[Rows from a box labeling dataset]
[start]

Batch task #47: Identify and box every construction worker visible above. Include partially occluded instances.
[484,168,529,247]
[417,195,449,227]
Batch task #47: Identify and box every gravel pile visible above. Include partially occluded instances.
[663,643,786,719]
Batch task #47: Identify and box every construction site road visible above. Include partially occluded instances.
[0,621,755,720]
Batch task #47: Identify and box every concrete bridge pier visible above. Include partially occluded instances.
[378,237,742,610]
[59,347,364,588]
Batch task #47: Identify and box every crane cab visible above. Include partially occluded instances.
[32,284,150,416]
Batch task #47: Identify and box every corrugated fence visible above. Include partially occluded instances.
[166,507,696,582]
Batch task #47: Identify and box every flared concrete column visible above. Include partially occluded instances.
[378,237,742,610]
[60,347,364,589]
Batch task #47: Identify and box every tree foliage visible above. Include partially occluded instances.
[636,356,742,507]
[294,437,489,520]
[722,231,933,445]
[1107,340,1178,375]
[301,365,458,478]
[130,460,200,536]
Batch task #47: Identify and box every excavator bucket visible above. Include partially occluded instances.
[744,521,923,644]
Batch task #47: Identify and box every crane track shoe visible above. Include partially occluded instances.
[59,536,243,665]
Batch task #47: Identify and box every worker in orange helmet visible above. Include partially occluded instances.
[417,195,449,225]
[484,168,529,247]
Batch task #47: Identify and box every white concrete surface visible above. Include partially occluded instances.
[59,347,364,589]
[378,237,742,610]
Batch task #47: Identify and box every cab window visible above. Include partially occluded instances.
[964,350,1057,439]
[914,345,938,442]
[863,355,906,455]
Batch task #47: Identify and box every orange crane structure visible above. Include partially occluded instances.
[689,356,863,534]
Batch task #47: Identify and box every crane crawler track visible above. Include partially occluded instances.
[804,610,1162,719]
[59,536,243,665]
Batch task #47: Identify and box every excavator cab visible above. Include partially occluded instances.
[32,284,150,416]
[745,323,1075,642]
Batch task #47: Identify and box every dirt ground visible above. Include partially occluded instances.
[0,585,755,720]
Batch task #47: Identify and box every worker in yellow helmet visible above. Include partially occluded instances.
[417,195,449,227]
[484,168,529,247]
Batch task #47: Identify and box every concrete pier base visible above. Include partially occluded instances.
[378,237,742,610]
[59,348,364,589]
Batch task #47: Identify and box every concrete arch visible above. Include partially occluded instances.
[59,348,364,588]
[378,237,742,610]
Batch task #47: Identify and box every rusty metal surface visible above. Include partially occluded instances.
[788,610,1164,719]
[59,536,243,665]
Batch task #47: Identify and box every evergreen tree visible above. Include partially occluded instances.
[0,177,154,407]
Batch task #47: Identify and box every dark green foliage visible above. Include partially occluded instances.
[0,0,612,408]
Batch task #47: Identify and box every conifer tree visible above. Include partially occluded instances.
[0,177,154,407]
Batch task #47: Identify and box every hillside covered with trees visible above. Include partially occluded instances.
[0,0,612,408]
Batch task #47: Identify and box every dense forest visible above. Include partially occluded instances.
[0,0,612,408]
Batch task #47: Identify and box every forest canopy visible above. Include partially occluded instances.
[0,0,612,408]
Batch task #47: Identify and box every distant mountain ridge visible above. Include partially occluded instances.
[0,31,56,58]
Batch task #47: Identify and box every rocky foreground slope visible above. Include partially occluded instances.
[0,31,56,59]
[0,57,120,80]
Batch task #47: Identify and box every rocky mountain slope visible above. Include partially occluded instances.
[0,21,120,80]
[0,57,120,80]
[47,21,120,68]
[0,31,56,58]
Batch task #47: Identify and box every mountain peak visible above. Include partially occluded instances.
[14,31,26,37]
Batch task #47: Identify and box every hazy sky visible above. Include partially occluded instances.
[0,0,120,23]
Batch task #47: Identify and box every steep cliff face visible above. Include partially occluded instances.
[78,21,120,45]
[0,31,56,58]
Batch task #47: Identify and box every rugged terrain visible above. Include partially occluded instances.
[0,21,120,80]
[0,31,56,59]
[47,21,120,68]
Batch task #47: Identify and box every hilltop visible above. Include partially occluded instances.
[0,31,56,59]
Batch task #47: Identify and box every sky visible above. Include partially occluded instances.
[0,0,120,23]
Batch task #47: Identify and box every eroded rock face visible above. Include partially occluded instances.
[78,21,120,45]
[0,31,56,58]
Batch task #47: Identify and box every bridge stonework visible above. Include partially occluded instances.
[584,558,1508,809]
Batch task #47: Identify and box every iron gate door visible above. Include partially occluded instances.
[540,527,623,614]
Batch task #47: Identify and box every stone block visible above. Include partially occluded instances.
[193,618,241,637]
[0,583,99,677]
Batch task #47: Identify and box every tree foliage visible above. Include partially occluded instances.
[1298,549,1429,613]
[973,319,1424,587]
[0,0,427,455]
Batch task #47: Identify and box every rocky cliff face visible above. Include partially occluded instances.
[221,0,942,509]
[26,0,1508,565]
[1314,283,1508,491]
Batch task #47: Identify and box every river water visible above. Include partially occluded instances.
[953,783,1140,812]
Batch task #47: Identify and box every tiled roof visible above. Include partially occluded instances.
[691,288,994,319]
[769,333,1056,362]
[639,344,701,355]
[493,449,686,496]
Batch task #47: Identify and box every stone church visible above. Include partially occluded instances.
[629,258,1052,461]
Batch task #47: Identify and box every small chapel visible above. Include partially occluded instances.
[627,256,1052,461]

[end]

Work to do >>
Retype the material in full. Each word must match.

Result for this exercise >>
Batch task #47: Identify and box every construction worker visible above. Include partially occluded instances.
[484,168,529,247]
[417,195,449,227]
Batch task #47: Identify and box every gravel pile visible above. Include partially occluded instances.
[663,643,786,719]
Batch task #47: Identify and box every construction site road visible above. Include partially occluded instances.
[0,621,755,720]
Batch task #47: Identify and box every concrete bridge pier visible above. Include partially occluded instances.
[378,237,742,610]
[59,347,364,588]
Batch task #47: Identify and box every crane cab visible above. Include partially occluded instances.
[32,284,150,416]
Batch task #47: Identify and box every corrugated fence visible above. Include partially occluded instances.
[166,507,696,582]
Batch task #47: Identify and box every flared concrete column visible above. Include partially occluded instances.
[378,237,742,610]
[60,347,364,589]
Batch task #47: Identify and box every tree foliage visible above. Include partially occluded instances.
[636,356,742,507]
[294,437,489,520]
[722,231,933,445]
[1107,340,1178,375]
[301,365,458,478]
[130,460,200,536]
Batch task #47: Identify and box every excavator bucket visible above. Include partially occluded instances.
[744,521,923,644]
Batch task #47: Identify and box every crane track shoe visible above. Include partially occluded instances.
[59,536,243,665]
Batch task #47: Identify and box every worker in orange helmet visible above. Include partially occluded instances.
[417,195,449,225]
[484,168,529,247]
Batch task #47: Identify and box every white concrete surface visible above. Include partially occluded instances.
[59,347,364,589]
[378,237,742,610]
Batch task #47: Identify and box every cab window visible above. Include partially occluded instances.
[964,350,1057,439]
[914,345,938,442]
[863,355,906,455]
Batch task #47: Identify and box every orange crane structure visible above. Include partially occluded instances.
[689,356,863,534]
Batch task #47: Identify and box every crane crawler track visible above. Include partially occluded instances.
[804,610,1162,719]
[59,536,243,665]
Batch task #47: Identify and box every excavator cab visible above. Include partially occluded instances.
[32,284,150,416]
[745,323,1075,642]
Batch task #47: Identify and box every dirt ground visible above. Include partially occluded instances.
[0,585,755,720]
Batch task #47: Identify and box every worker in yellow helmet visible above. Include partially occluded instances.
[417,195,449,227]
[484,168,529,247]
Batch task #47: Identify and box every concrete pier base visible above. Include partially occluded instances.
[378,237,742,610]
[59,348,364,589]
Batch task #47: Identify and box every concrete arch visible above. Include partially occluded instances.
[59,348,364,588]
[378,237,742,610]
Batch task #47: Identify and box every rusty metal surface visible above. Include partially occluded instances.
[788,610,1164,719]
[59,536,243,665]
Batch task #47: Identify and box every evergreen tree visible above. Include partially occluded instances.
[0,177,154,407]
Batch task #47: Identify and box every dark green foliage visible above. Include partially occluded instances.
[0,0,612,408]
Batch task #47: Identify and box every conifer tree visible above. Include partially occluded instances.
[0,177,154,407]
Batch task #47: Identify and box every hillside covered with trees visible above. Include partially occluded instances.
[0,0,612,408]
Batch task #47: Identify and box every dense forest visible above. Include partially occluded instances.
[0,0,612,408]
Batch task #47: Identify and box every forest canopy visible above. Include partially occluded instances.
[0,0,612,408]
Batch task #47: Identify and box every distant mountain ridge visible above. Include partially occluded instances.
[0,31,56,58]
Batch task #47: Identify and box every rocky foreground slope visible above. Include partially occluded instances.
[0,31,56,59]
[0,57,120,80]
Batch task #47: Identify and box every rocky mountain slope visible above. Include partially occluded instances.
[0,21,120,80]
[0,57,120,80]
[47,21,120,68]
[0,31,56,58]
Batch task #47: Identify and box every mountain peak visible above. Include partially occluded instances.
[14,31,26,37]
Batch task #47: Identify and box every hazy sky visible above. Include partially occluded instances.
[0,0,120,23]
Batch task #47: Identify and box every steep cliff face visible above. Include partially occluded instances.
[78,21,120,45]
[0,31,56,58]
Batch task #47: Identify and box every rugged terrain visible above. Include partially occluded instances.
[0,21,120,80]
[0,31,56,59]
[47,21,120,68]
Batch task #47: Identify and box every hilltop visible above. Include partially occluded instances.
[0,31,56,59]
Batch task #47: Identify and box every sky visible above. Include partially occluded instances.
[0,0,120,23]
Batch task #47: Identify and box every eroded rock face visible above. Include partially occluded instances.
[78,21,120,45]
[0,31,56,58]
Batch task #47: Identify and box every bridge stonework visible above. Include partially occluded instances.
[584,558,1508,809]
Batch task #47: Identify and box every iron gate door visible above. Include partially occluded instances.
[540,527,623,614]
Batch task #47: Identify and box every stone block visible above. Include partially occluded instances.
[193,618,241,637]
[0,583,99,677]
Batch task #47: Identify and box every tree foliage visible above. Include partially occluded instances.
[1298,549,1429,613]
[973,319,1424,587]
[0,0,427,455]
Batch task #47: Identify and box every rocky cliff face visible above. Include partially occluded instances.
[221,0,942,509]
[26,0,1508,565]
[1314,283,1508,491]
Batch task #47: Identify and box every river water visible above. Include partially occluded instances.
[953,783,1140,812]
Batch task #47: Identify and box every tiled roof visible above. Include partially occluded instances.
[691,288,994,319]
[769,333,1056,362]
[639,344,701,355]
[493,449,686,496]
Batch task #47: Identify and box every stone church visible above. Include partially occluded instances.
[629,258,1052,461]
Batch task #47: Identify and box every small chapel visible above. Include partially occluded instances.
[627,256,1052,461]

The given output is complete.